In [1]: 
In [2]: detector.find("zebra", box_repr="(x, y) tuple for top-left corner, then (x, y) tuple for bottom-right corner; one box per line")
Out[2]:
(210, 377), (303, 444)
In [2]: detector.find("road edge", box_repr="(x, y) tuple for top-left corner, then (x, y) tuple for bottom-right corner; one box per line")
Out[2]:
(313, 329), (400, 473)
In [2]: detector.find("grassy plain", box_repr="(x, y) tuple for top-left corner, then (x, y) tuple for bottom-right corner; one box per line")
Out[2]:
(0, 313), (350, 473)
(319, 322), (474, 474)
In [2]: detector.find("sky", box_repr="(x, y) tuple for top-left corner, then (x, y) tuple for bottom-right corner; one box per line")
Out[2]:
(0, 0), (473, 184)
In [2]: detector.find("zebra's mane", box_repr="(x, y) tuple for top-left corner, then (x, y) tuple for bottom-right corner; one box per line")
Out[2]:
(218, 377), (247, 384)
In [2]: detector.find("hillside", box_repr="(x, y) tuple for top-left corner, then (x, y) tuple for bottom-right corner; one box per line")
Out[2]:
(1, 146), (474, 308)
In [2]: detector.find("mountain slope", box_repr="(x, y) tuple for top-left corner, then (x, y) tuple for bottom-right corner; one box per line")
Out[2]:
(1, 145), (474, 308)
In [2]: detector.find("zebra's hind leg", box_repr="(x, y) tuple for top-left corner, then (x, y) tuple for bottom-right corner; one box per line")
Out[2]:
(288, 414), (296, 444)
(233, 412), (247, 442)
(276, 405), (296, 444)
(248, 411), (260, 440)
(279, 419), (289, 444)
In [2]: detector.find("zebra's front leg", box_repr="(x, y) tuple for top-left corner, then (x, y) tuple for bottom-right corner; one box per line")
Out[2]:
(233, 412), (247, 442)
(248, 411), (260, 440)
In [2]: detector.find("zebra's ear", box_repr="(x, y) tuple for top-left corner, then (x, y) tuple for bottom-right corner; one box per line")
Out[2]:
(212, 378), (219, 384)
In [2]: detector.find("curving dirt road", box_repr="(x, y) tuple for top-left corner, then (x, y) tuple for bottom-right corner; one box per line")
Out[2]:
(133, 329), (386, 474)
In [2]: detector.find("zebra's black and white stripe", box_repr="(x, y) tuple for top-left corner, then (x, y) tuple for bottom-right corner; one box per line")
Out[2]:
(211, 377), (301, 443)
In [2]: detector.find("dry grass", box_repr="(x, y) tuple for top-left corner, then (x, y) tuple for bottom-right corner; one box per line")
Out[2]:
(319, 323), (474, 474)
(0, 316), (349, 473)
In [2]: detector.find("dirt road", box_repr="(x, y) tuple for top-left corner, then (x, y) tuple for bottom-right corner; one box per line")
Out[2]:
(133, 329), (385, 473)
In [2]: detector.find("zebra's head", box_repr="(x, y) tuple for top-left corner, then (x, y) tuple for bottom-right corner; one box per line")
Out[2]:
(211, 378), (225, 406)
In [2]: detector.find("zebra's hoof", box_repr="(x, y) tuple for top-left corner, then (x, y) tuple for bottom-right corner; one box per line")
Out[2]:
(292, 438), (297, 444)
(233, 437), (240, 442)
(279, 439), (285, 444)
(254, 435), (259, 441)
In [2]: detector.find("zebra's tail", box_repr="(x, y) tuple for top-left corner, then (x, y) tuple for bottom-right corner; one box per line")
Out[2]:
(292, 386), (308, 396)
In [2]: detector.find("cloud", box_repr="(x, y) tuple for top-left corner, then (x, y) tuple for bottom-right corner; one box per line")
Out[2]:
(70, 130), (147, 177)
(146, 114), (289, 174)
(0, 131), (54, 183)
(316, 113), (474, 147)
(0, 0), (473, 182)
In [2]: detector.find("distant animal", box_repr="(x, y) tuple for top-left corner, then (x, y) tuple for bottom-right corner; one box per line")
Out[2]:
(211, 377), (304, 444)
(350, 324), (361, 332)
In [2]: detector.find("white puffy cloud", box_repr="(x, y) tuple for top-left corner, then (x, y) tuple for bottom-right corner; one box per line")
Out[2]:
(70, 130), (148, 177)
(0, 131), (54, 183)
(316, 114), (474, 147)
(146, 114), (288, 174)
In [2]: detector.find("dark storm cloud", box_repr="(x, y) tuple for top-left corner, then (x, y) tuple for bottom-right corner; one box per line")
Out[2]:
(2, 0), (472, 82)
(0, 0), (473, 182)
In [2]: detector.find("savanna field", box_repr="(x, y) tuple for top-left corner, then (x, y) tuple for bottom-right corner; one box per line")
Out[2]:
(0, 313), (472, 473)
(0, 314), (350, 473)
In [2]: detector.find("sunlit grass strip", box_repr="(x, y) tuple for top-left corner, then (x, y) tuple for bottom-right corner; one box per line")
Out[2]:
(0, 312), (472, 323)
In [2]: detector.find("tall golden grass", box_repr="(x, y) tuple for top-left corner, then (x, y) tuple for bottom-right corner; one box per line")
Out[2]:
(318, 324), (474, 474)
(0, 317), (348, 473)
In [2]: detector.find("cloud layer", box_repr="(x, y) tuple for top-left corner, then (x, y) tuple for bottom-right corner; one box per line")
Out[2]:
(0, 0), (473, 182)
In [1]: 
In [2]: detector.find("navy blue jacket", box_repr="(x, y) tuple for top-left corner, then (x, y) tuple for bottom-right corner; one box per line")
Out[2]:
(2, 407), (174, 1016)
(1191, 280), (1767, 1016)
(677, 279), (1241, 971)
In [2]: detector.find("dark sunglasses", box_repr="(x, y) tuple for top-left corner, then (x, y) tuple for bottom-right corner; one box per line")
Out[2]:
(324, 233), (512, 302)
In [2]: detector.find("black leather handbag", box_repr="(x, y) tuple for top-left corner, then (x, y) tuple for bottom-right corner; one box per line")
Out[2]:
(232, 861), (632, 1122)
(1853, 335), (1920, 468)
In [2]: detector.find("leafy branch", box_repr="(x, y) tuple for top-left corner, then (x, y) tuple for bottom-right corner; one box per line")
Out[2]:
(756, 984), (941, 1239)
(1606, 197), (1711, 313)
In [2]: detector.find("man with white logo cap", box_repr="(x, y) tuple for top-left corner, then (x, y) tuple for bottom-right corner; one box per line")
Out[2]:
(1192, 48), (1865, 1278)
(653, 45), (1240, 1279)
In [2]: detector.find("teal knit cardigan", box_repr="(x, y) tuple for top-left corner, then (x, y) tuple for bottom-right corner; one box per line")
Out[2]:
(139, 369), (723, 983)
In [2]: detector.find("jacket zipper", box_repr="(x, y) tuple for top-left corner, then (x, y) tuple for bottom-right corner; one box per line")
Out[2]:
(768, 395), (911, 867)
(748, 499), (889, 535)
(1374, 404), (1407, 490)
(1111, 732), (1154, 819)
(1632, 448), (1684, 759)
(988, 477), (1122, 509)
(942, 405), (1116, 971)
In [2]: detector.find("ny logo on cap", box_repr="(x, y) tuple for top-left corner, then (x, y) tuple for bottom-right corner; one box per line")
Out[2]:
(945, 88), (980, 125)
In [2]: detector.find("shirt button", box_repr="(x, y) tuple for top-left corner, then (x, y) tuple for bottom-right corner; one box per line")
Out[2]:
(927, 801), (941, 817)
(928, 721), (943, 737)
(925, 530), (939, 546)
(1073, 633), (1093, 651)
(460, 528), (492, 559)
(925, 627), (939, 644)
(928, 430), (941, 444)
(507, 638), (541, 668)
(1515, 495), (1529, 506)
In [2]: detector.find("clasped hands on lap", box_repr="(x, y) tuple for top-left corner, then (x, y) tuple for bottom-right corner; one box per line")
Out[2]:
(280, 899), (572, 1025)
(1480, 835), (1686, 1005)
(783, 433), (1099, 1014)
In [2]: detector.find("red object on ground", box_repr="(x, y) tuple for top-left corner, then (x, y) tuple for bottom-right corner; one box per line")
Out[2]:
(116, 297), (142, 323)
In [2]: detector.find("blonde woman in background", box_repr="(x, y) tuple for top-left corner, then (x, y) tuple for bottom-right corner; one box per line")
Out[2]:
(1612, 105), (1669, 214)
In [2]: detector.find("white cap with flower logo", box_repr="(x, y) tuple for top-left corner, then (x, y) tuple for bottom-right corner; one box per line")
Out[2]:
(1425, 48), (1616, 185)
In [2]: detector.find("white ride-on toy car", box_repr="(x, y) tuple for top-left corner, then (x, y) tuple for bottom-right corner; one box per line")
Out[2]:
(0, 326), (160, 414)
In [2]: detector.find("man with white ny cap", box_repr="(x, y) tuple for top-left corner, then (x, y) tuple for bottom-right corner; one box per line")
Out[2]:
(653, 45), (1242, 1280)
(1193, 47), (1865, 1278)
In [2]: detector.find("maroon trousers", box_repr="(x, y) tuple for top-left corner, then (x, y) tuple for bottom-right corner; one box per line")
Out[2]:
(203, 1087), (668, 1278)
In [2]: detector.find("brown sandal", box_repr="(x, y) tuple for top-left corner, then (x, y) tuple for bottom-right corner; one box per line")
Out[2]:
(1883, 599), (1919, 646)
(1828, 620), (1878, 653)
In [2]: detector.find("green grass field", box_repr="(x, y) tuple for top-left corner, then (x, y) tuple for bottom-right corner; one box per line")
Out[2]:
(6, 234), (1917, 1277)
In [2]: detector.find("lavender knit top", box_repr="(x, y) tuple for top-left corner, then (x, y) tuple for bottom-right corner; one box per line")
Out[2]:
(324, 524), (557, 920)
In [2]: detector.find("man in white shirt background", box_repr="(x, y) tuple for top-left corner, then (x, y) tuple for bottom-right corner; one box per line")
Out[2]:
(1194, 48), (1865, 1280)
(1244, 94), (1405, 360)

# [What you will do]
Among the entries above, how many lines include the word "knit"? Give the number with no comment.

# [Response to this exercise]
2